Dataset records
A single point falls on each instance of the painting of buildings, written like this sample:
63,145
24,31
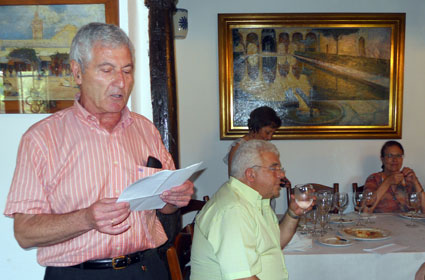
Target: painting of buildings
35,74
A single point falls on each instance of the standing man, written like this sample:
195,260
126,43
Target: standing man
237,234
72,166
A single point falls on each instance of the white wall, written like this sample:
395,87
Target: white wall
321,161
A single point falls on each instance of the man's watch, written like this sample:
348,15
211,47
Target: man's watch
292,214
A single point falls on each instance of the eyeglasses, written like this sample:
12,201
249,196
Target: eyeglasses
272,168
397,156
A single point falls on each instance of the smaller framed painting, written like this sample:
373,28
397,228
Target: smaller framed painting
35,37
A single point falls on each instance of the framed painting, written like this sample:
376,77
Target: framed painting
331,76
35,37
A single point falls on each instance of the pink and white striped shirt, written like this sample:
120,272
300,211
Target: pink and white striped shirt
67,162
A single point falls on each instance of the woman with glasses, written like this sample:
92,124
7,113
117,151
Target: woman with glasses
394,182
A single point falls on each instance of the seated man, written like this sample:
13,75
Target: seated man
237,235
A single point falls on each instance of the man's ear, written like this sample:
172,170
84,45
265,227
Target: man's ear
250,174
76,72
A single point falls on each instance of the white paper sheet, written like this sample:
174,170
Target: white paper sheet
144,193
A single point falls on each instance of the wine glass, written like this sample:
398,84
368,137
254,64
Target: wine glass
341,202
369,198
324,203
304,198
414,203
358,206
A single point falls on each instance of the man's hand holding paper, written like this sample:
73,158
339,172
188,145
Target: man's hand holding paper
169,187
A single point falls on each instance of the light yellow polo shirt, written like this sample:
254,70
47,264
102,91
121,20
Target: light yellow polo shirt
237,236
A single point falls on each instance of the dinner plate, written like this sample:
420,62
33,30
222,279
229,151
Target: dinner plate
366,233
345,220
413,216
334,241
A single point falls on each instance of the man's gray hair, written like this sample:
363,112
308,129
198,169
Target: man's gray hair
249,154
89,35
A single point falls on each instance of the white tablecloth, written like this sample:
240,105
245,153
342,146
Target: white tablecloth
327,262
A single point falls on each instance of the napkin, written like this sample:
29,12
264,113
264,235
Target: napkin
387,248
299,242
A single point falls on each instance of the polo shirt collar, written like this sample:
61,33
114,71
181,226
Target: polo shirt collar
251,195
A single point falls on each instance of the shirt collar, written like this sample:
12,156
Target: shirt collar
125,120
251,195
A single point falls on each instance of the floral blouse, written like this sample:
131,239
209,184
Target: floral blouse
392,201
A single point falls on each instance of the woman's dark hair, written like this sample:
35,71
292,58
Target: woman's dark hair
390,144
261,117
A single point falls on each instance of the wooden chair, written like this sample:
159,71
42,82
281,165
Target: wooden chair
178,255
356,188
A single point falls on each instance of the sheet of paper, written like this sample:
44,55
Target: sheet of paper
144,193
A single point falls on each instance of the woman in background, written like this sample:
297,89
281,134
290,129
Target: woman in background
393,183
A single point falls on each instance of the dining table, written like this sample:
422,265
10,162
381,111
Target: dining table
402,252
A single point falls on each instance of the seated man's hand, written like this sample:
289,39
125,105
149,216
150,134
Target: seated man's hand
179,196
298,210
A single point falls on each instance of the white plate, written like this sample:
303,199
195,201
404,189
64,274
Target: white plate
334,241
345,220
413,216
366,233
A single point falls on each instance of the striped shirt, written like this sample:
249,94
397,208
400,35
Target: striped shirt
67,162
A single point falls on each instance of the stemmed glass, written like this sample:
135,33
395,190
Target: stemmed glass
358,203
369,198
304,198
341,202
413,202
324,204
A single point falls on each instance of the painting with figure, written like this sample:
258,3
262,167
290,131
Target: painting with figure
317,77
35,74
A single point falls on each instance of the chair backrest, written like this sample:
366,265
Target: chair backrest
178,255
357,188
194,205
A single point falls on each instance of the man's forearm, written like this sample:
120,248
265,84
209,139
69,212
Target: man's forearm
287,226
48,229
168,209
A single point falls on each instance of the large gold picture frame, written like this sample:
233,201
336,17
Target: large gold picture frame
327,75
35,37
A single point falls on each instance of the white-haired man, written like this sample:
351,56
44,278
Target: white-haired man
237,234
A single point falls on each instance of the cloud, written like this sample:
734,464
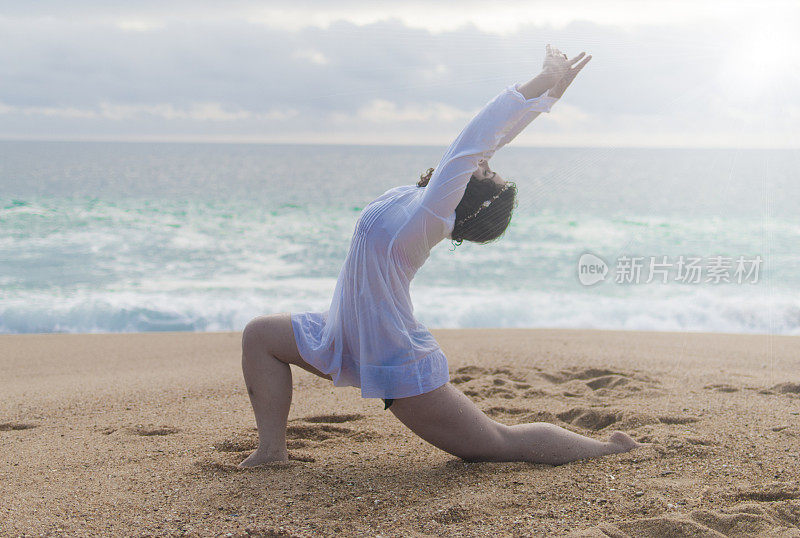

Try it
The listing above should be transcribed word for word, with its pictures left out.

Task solution
A single point falls on each instance of the painting of buildings, written like this sample:
63,145
24,31
Target: painting of buildings
35,74
A single point falls on each instance of the standing man, written like this sample:
195,260
126,43
Target: standing man
237,234
72,166
A single point falls on each instance of the white wall, written like this sample:
395,87
Target: white wall
321,161
A single point falls on each instance of the man's watch, written like this sample:
348,15
211,47
Target: man's watch
292,214
A single point falls on each instance of the eyeglasses, written like this sample:
12,201
249,196
Target: eyeglasses
272,168
397,156
A single point falls on each instance of the smaller framed painting, written like this sample:
373,28
397,228
Target: smaller framed painting
35,37
A single point falls on each instance of the framed painting, written like this sample:
376,77
Target: framed painting
331,76
35,37
A single point falls on each instance of the pink and white striped shirt, written like this sample:
120,272
300,211
Target: pink and white striped shirt
67,162
A single point falls on each instance of the woman with glasses, written like this sample:
92,124
7,113
117,151
Target: woman with glasses
394,182
A single point falls on each instance of the seated man, written like this sample:
13,75
Target: seated man
237,235
A single point falls on each instance of the man's ear, written like this sample:
172,170
84,45
265,227
Target: man's ear
250,174
76,72
A single point falls on each instance of the white paper sheet, written like this sample:
174,170
Target: white paper sheet
144,193
A single point falls on each instance of the wine glass, written like this sample:
398,84
368,137
254,64
Target: wine glass
341,202
369,198
324,203
304,198
414,203
358,206
A single point falls on each instance of the man's hand holding paper, written like this sample:
73,158
339,172
188,145
Target: man's hand holding paper
169,187
A single point falls on each instance of the light yellow polo shirt, written like this sample:
254,70
47,264
102,91
121,20
Target: light yellow polo shirt
237,236
A single point falls on each instance of the dinner plate, written like this sample:
420,62
33,30
222,279
229,151
Target: dinner plate
366,233
345,220
413,216
334,241
A single point falls on each instance of the man's gray hair, written like this sample:
363,112
308,129
198,169
Target: man's gray hair
249,154
89,35
A single point falls on each instance of the white tablecloth, written like this sample:
240,105
245,153
342,146
Target: white tablecloth
327,262
A single point falls on each instance of the napkin, written like this sample:
29,12
264,113
264,235
Target: napkin
387,248
299,242
A single point falls on each instance of the polo shirt collar, written like this sample:
61,33
114,71
181,226
Target: polo shirt collar
251,195
A single point falls on each instance of the shirt collar, written like this sample:
12,156
Target: shirt collar
125,120
251,195
A single point falls on each instance of the floral blouse, written like this sample:
131,239
209,184
Target: floral blouse
392,201
A single point falls on each instance of the woman's dark hair, written like this sample:
35,71
292,58
Target: woman's dark hair
390,144
261,117
A single point falls on each instance of the wooden chair, written like this sample:
159,71
42,82
281,165
Target: wooden chair
178,255
356,188
A single point falls on each instance of the sheet of paper, written like this sample:
44,55
Target: sheet of paper
144,193
A single point falls on each instance of the woman in background, written like this sample:
297,89
281,134
290,129
Target: woman in background
393,183
A single point falls on each instance of the dining table, written like this sample:
422,265
10,162
381,111
Target: dining table
402,252
A single point falls on each instance of the seated man's hand, written like this sample:
289,39
125,105
149,216
150,134
Target: seated man's hand
179,196
298,210
A single point falls on each instance of the white plate, written like this sample:
303,199
195,201
404,189
64,274
Target: white plate
334,241
345,220
413,216
366,233
A single point falls on each instance of the striped shirt, written like this sample:
249,94
397,208
400,35
Target: striped shirt
67,162
A single point falls on each instance of the stemmed glass, written like this sample:
135,33
395,190
Target: stemmed glass
358,203
369,198
304,198
341,202
413,202
324,204
A single point falls on each instance of the painting with figure, written like this sample:
258,3
262,167
290,131
Target: painting with figure
317,77
35,74
A single point falls on each instance of the chair backrest, written like this sample:
366,265
Target: chair backrest
178,255
357,188
194,205
A single point falls on each instance of the man's forearm, written like this sample:
120,248
265,84
209,139
69,212
Target: man's forearm
287,226
48,229
168,209
A single point falls on each instance of the large gold picture frame, written like this sample:
233,201
336,17
Target: large gold picture frame
327,75
35,37
A single point falls on each instance of the white-haired man, written like this sample:
351,56
44,278
Target: white-haired man
237,234
A single point falls on each instance of the cloud, written like this sample:
734,464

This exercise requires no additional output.